Поскольку рационального объяснения для явления этого персонажа в тексте таки нет, мне в голову пришла сумасбродная идея, которая могла возникнуть только в праздном уме, замороченном наваждением постмодернизма. А именно: в сумеречной зоне творческого замысла Льва Толстого неведомо как объявился фантом из будущего. Зловещий мужик, мнущий железо как глину, идеологически обусловлен трагическим абсурдом грядущего века. Можно представить, что этот персонаж рожден воображением другого автора, ставшего свидетелем российского апокалипсиса.
По ту сторону исторической катастрофы был лишь один писатель, конгениальный Льву Толстому, – Андрей Платонов. На полях его повести «Впрок», повествующей о том, как большевики железной рукой загоняют несчастных мужиков в общее счастье, Сталин написал свое авторитетное мнение: “Сволочь!”, приговорив автора к ссылке на задворки современности. Хорошо, не убил. А если бы он судил по справедливости, должен бы, продолжая дело Ленина, написать статью «Андрей Платонов как зеркало Гражданской войны». Потому что этот неудобный писатель, описатель прекрасного и яростного нового мира, по большому счету был единственным социалистическим реалистом в советской литературе. То есть полномочным представителем шизофренического дискурса пролетарской революции – бессмысленного и беспощадного русского бунта.

* Запрос 1: Воспроизведите без изменений отрывок текста о Толстом и Платонове от «По ту сторону» до «беспощадного русского бунта.» включительно.
* Запрос 2: Продолжите текст о Толстом и Платонове, начиная сразу после его последнего предложения.

* Сохранённые строки:
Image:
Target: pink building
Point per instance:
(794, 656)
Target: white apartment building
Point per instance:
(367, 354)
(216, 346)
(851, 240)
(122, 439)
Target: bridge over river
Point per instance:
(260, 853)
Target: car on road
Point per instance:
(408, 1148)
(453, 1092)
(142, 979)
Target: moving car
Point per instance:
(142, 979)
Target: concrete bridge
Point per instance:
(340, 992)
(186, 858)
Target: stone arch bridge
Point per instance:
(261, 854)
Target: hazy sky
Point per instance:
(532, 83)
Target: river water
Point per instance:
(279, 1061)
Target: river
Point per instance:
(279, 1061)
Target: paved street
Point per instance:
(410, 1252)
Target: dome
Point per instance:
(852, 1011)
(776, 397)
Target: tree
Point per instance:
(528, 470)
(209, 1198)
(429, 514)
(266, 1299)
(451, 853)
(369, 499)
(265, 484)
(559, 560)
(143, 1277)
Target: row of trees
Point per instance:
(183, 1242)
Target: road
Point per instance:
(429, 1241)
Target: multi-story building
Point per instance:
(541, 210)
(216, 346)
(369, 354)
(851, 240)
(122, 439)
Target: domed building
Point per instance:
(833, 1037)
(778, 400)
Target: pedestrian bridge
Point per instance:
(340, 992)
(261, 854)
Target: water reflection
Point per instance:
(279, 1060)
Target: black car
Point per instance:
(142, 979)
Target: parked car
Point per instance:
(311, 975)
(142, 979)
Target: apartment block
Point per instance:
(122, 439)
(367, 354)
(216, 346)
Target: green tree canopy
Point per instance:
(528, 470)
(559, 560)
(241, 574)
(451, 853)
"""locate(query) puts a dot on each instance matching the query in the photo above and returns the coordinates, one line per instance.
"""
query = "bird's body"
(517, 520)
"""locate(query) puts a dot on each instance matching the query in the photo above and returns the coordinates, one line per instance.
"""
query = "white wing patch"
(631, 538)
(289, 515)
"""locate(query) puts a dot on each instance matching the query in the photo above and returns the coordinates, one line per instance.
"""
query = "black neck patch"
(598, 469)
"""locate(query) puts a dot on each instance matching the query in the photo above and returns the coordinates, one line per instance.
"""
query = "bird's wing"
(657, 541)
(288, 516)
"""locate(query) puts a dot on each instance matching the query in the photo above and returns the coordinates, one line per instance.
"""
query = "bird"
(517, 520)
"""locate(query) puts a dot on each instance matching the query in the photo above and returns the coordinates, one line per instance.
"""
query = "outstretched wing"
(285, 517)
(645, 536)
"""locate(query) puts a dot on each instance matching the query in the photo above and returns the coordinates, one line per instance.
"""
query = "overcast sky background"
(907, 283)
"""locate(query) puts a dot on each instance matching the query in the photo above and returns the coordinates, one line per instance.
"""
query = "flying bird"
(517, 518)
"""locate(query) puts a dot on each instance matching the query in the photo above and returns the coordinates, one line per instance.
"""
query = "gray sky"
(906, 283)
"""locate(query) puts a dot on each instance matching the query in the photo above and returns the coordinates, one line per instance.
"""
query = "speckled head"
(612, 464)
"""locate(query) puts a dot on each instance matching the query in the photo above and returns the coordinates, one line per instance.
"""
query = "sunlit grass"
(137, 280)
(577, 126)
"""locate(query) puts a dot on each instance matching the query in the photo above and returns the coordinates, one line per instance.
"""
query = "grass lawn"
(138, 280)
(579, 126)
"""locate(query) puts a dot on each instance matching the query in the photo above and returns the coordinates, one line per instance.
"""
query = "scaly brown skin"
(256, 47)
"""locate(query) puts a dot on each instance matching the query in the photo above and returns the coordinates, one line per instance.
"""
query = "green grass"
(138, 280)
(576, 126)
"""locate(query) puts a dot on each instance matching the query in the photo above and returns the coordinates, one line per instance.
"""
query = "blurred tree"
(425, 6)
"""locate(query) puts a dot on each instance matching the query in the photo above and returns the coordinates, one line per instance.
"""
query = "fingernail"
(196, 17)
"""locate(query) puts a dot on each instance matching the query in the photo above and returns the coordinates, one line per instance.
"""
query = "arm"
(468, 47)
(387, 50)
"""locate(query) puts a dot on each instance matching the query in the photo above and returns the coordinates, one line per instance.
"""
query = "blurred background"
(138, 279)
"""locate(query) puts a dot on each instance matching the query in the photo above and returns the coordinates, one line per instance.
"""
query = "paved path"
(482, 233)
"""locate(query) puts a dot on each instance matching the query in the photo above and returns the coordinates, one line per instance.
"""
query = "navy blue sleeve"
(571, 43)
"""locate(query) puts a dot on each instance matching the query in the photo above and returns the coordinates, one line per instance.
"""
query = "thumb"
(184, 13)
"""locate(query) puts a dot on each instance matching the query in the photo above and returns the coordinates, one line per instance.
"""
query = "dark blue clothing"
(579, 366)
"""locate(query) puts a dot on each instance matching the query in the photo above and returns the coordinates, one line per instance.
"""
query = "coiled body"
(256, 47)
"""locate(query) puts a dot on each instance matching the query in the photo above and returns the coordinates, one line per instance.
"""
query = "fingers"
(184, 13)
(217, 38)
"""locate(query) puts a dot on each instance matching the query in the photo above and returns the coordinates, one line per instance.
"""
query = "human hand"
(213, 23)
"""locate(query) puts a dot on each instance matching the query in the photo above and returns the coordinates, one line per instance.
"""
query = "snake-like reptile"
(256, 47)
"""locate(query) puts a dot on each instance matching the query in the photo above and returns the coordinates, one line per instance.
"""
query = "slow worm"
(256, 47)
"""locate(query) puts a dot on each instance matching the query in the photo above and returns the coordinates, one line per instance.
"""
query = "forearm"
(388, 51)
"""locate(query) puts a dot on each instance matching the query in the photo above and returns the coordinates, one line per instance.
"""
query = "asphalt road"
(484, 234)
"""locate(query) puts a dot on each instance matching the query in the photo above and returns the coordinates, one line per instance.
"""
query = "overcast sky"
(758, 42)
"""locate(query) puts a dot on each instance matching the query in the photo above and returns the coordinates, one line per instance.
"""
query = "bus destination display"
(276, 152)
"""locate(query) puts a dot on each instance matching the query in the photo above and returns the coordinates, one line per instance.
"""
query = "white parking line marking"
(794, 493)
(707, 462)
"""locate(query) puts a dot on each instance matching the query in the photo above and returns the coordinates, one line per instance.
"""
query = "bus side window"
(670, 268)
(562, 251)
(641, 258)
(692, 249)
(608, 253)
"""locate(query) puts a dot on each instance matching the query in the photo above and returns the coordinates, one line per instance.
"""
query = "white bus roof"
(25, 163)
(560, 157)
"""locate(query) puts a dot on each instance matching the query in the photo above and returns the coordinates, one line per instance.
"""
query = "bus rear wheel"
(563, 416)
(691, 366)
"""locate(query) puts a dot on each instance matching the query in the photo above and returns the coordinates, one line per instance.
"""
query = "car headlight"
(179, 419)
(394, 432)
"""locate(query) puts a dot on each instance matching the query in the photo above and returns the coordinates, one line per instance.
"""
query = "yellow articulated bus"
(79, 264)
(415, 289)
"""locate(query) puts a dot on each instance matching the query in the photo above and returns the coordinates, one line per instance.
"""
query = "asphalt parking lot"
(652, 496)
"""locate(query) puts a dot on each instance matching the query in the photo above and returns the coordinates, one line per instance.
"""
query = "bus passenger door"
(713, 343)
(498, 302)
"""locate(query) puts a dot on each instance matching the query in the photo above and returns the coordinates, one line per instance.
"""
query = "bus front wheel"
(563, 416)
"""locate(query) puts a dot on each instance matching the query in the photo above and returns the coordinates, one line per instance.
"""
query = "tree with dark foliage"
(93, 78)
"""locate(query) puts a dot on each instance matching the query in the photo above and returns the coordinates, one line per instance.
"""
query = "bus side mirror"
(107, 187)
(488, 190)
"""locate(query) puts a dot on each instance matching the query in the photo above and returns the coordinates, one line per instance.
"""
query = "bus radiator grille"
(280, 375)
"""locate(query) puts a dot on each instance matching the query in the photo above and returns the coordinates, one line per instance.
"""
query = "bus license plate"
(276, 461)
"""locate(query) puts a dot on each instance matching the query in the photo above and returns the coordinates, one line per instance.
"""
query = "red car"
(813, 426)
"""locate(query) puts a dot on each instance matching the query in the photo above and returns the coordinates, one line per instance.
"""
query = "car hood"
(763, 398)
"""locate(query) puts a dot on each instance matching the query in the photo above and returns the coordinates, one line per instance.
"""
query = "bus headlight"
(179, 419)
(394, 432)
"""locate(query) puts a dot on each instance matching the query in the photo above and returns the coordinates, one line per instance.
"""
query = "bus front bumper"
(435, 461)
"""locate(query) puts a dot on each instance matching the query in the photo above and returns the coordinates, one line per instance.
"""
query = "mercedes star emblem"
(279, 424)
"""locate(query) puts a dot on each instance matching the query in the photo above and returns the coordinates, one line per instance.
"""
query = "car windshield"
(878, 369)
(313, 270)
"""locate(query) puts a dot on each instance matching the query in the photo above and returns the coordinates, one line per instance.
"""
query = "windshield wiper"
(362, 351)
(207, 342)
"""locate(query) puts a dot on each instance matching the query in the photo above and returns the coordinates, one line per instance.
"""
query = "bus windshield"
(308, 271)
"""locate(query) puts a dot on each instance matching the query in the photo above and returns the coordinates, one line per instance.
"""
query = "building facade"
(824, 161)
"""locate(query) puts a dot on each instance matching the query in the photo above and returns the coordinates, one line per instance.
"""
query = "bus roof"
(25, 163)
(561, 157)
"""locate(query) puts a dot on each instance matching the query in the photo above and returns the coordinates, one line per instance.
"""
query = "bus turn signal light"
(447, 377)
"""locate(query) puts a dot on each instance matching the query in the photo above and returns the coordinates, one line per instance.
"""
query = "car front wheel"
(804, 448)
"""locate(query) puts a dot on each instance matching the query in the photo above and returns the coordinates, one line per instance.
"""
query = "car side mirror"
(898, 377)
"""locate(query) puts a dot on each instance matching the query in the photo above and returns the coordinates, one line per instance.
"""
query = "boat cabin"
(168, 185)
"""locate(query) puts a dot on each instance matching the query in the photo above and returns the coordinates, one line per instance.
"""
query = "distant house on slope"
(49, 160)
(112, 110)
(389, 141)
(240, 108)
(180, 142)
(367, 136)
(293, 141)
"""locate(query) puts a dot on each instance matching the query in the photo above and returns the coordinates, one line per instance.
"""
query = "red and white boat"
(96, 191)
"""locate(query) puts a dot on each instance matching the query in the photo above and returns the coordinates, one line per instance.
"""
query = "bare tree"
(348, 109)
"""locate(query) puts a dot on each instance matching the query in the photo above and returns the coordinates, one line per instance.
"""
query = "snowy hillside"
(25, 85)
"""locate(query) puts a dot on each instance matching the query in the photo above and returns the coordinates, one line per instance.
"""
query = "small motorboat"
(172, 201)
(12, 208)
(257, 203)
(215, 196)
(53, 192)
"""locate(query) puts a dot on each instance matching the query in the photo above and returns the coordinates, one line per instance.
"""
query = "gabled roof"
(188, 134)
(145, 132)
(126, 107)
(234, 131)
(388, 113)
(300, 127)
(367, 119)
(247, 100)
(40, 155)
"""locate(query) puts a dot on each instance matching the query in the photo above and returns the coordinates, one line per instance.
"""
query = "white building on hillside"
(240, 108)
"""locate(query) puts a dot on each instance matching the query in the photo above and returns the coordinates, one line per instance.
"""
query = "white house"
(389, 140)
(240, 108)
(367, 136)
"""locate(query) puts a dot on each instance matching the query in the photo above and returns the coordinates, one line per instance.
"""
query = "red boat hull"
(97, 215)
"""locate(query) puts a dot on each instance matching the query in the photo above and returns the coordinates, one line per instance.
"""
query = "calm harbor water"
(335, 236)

* Письменный ответ 1:
По ту сторону исторической катастрофы был лишь один писатель, конгениальный Льву Толстому, – Андрей Платонов. На полях его повести «Впрок», повествующей о том, как большевики железной рукой загоняют несчастных мужиков в общее счастье, Сталин написал свое авторитетное мнение: “Сволочь!”, приговорив автора к ссылке на задворки современности. Хорошо, не убил. А если бы он судил по справедливости, должен бы, продолжая дело Ленина, написать статью «Андрей Платонов как зеркало Гражданской войны». Потому что этот неудобный писатель, описатель прекрасного и яростного нового мира, по большому счету был единственным социалистическим реалистом в советской литературе. То есть полномочным представителем шизофренического дискурса пролетарской революции – бессмысленного и беспощадного русского бунта.

* Письменный ответ 2:
Непонятно почему, но нам совершенно ясно, что кошмарный мужик с взъерошенной бородкой – существо судьбоносное, по своей таинственной сути как-то связанное с мистерией истории, к людям немилосердной. Какое страшное дело делает мужик с железом? – аллегорически говоря, перековывает орало на меч. Кует, толчет и мнет железо – насилует металл, предназначая его стать средством насилия. Расширяя пространство аллегории, в ней надо видеть предвестие грядущей катастрофы. Железо символизирует технический прогресс; социальная эволюция вырабатывает из крестьянского субстрата городской пролетариат, вооруженный через посредство прогрессивной интеллигенции идеями французской революции (отсюда французская белиберда в бормотании мужика). Мне отмщение, – говорит бунтовщик, обуянный бесом, – и уж я всем воздам, кого сочту виноватым. Что, господа хорошие, не ждали? А вас ведь предупреждали…
Русская социальная мысль Нового времени от Радищева до Плеханова зациклена на проблеме справедливого устройства общественной жизни. Хотелось так обустроить страну, чтобы и мужикам жилось хорошо, и господа внакладе не остались. Российская словесность, растревоженная совесть нации, следуя христианской традиции, стремится обратить общественность к действительности, полной страданий. Получается не очень. У образованного сословия горе от ума, у простого народа беда от невежества. Русские просветители стремятся пробудить в крестьянской массе социальную инициативу. Одни – с безрассудной отвагой, как Николай Чернышевский: пора, люди русские, доброе дело начинать… (Следует оговорить, что автор прокламации призывает делать добро топором.) Другие – с безответной тревогой, как Николай Некрасов –

Ты проснешься ль, исполненный сил,
Иль, судеб повинуясь закону,
Все, что мог, ты уже совершил, —
Создал песню, подобную стону,
И духовно навеки почил?

Во тьме людей, составляющих простонародье, литература выискивает светлые образы, могущие стать образцами для выделки народа. Ищет – и не находит.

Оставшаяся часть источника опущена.